(Beginning of GIVEN INFORMATION)
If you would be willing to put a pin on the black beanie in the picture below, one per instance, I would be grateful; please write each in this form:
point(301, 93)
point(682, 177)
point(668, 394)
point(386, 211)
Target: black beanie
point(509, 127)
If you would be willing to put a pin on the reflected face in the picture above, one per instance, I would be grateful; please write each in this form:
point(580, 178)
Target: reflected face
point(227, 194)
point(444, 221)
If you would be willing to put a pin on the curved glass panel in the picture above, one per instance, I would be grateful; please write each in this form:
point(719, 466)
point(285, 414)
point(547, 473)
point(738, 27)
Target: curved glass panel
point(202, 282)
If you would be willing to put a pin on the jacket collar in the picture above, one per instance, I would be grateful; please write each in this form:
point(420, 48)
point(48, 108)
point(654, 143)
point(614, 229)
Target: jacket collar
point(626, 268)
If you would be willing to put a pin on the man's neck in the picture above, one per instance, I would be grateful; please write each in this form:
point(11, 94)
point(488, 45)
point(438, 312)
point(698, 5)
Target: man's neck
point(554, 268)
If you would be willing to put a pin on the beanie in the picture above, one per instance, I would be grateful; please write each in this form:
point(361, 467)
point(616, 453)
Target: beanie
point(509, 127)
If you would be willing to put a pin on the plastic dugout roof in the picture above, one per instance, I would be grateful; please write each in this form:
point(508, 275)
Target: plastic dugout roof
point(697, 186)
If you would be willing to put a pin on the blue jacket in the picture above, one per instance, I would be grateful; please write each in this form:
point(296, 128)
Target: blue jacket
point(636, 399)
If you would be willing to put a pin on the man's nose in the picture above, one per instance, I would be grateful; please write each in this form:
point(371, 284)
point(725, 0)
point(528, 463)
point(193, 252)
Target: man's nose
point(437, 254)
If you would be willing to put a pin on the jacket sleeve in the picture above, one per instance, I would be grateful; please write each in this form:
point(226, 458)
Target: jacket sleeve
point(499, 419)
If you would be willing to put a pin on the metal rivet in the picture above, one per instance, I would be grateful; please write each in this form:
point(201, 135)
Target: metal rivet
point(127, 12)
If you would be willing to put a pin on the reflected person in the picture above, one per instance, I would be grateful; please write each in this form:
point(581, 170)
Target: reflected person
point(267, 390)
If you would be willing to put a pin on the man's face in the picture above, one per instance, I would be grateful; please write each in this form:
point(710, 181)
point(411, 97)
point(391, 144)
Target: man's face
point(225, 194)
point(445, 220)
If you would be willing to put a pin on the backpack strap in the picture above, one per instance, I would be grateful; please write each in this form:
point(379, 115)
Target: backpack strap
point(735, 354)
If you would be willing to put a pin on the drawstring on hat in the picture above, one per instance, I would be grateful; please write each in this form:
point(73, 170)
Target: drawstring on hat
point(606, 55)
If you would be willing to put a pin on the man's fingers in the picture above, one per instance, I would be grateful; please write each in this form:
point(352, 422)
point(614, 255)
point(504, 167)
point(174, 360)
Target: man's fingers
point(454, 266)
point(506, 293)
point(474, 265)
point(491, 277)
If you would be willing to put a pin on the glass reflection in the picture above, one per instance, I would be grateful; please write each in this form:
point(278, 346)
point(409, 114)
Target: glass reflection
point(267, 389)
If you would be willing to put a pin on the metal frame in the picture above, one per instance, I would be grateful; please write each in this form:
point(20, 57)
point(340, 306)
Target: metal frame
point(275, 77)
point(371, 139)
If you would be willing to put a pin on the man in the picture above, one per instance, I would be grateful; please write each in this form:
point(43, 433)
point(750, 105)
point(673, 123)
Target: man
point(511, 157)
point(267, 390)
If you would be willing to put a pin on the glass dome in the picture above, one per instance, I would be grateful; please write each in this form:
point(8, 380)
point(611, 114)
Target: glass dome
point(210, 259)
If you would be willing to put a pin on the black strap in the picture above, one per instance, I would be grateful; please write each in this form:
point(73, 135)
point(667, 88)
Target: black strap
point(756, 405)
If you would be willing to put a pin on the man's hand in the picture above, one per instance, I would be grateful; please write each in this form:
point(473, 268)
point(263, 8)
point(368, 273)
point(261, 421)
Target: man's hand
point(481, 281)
(End of GIVEN INFORMATION)
Please repeat the data above verbatim, all of it.

If you would be willing to put a pin on the black beanie in the picture below, one per instance, I would be grateful; please write each in this form:
point(301, 93)
point(682, 177)
point(668, 394)
point(386, 211)
Target: black beanie
point(509, 127)
If you would be willing to put a pin on the reflected face in the picture above, one per instance, I would be grateful; please write each in this form:
point(580, 178)
Target: reflected face
point(227, 194)
point(444, 221)
If you would be willing to put a pin on the curved glass panel in the picture above, one per instance, I would be grateful; please write each in this form:
point(719, 466)
point(285, 414)
point(547, 473)
point(738, 27)
Target: curved glass panel
point(202, 282)
If you would be willing to put a pin on the jacket collar in the picture above, one per instance, I would be grateful; please write each in this form:
point(420, 48)
point(48, 108)
point(654, 143)
point(614, 229)
Target: jacket collar
point(626, 268)
If you would be willing to put a pin on the man's neck in the picture above, one per instance, I would be grateful; please write each in this form:
point(11, 94)
point(488, 45)
point(438, 312)
point(698, 5)
Target: man's neck
point(554, 268)
If you would be willing to put a pin on the beanie in the picture above, one per instance, I would be grateful; please write each in this form:
point(361, 467)
point(616, 453)
Target: beanie
point(509, 127)
If you would be willing to put a pin on the plastic dugout roof in the picture above, one per instance, I would be grateful; please write each in this form:
point(508, 275)
Target: plastic dugout roof
point(697, 186)
If you would be willing to put a pin on the blue jacket in the picture above, one per instance, I would be grateful; please write each in this form:
point(296, 128)
Target: blue jacket
point(636, 399)
If you would be willing to put a pin on the man's nose in the picture above, one per instance, I would be grateful; please write each in this form:
point(371, 284)
point(725, 0)
point(528, 463)
point(193, 252)
Target: man's nose
point(437, 254)
If you would be willing to put a pin on the jacket sleeve in the picture above, one per instance, I would be grateful; please write each in this form:
point(226, 458)
Target: jacket sleeve
point(499, 419)
If you would be willing to put a pin on the metal rivet in the picture above, one per instance, I would be grateful; please write each in this form:
point(201, 135)
Target: metal rivet
point(127, 12)
If you would be willing to put a pin on the reflected person in the picture above, one per instance, I would be grateful; please write each in this form:
point(581, 170)
Target: reflected person
point(267, 390)
If you would be willing to put a pin on the man's face in the picture above, one per instance, I would be grateful; please write each in this form:
point(710, 181)
point(411, 97)
point(391, 144)
Target: man's face
point(225, 194)
point(445, 220)
If you would be willing to put a pin on the backpack strap in the picture above, one per instance, I would be grateful; please write each in this form:
point(379, 115)
Target: backpack strap
point(735, 354)
If you would be willing to put a pin on the drawstring on hat in the picture above, one per instance, I would be grateful; please write each in this form:
point(73, 170)
Target: drawstring on hat
point(606, 55)
If you would be willing to put a pin on the man's fingers in the picture above, one per instance, I would be grateful; please write each in this form:
point(352, 422)
point(614, 255)
point(504, 167)
point(174, 360)
Target: man's fingers
point(454, 266)
point(506, 293)
point(474, 265)
point(491, 277)
If you would be willing to put a pin on the glass reflection in the picture above, one per instance, I would be grateful; please write each in this form:
point(278, 346)
point(409, 114)
Target: glass reflection
point(267, 389)
If you would be willing to put a pin on the metal frame in the picture above, one per instance, I would be grateful; please write each in this form:
point(20, 57)
point(340, 306)
Target: metal frame
point(275, 77)
point(371, 139)
If you would be willing to put a pin on the man in the picture above, one per instance, I would be grateful; please write each in this form:
point(43, 433)
point(750, 105)
point(673, 123)
Target: man
point(511, 157)
point(267, 390)
If you would be willing to put a pin on the glass dome in the picture above, one per instance, I would be grateful; please write each in this form:
point(8, 380)
point(611, 114)
Target: glass dome
point(210, 259)
If you would be willing to put a pin on the black strap in the picture above, one per instance, I would be grateful; please write each in this form:
point(73, 135)
point(667, 88)
Target: black strap
point(756, 405)
If you would be willing to put a pin on the man's hand in the picture above, one per instance, I would be grateful; please write each in this form:
point(473, 268)
point(263, 8)
point(368, 273)
point(261, 421)
Target: man's hand
point(481, 281)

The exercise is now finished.